----- DATASET CONTENT -----
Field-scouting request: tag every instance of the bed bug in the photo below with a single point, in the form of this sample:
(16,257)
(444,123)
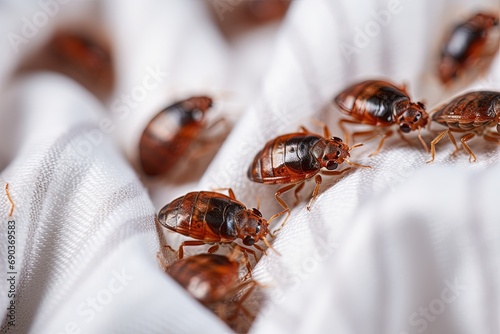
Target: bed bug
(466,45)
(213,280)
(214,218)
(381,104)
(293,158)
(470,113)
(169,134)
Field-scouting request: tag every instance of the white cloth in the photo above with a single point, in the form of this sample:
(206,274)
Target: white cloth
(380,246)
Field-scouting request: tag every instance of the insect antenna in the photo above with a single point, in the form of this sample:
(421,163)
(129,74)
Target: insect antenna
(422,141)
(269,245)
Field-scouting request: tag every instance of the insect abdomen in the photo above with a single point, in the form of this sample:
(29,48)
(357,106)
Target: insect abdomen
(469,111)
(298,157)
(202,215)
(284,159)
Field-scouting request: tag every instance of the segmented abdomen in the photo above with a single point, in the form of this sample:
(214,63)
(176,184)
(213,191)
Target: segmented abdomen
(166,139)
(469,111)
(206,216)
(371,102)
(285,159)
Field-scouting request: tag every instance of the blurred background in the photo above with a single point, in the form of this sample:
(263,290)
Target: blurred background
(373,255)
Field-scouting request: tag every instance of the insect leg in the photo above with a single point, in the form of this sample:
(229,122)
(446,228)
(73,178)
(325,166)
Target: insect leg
-----
WHAT IS NEEDED - Rewrite the listing above, replacing "Field-scouting request" with "Labeling request" wherever it occurs and keeping everything else unchanged. Leave the pictures out of your version.

ANSWER TO THE PROBLEM -
Labeling request: tag every instance of the bed bug in the photo below with a single point, in the form of this sample:
(16,257)
(444,123)
Target: bed bug
(466,45)
(213,280)
(214,218)
(381,104)
(293,158)
(470,113)
(169,134)
Labeling request: tag every instance of the white cloth in the photo above with a single point, in the form of this sample:
(206,274)
Target: white cloth
(380,246)
Labeling request: tag every instance of the insect antenna in the photo above with a single point, in the form of this sample:
(421,163)
(129,74)
Target: insect antenna
(422,141)
(269,245)
Labeling request: tag every instance of the insect abdomen in the photo above with a single point, in the form of this sample:
(29,48)
(357,106)
Target: insect abdomen
(469,111)
(298,157)
(202,215)
(284,159)
Labeling request: tag every instance of the segmented abdomen in the photo above with a single point, in the form of this sample:
(214,63)
(176,184)
(213,191)
Target: segmented abdomen
(166,139)
(469,111)
(206,216)
(371,102)
(285,159)
Labeling request: tag every instance of the blurred background in the photo above with a single point, in the form of this sample:
(263,290)
Target: blurred background
(373,255)
Labeling request: tag every instance of the insect leg in the photo above with a single point, in the form of this sample:
(229,122)
(446,228)
(73,178)
(325,166)
Target: insect leg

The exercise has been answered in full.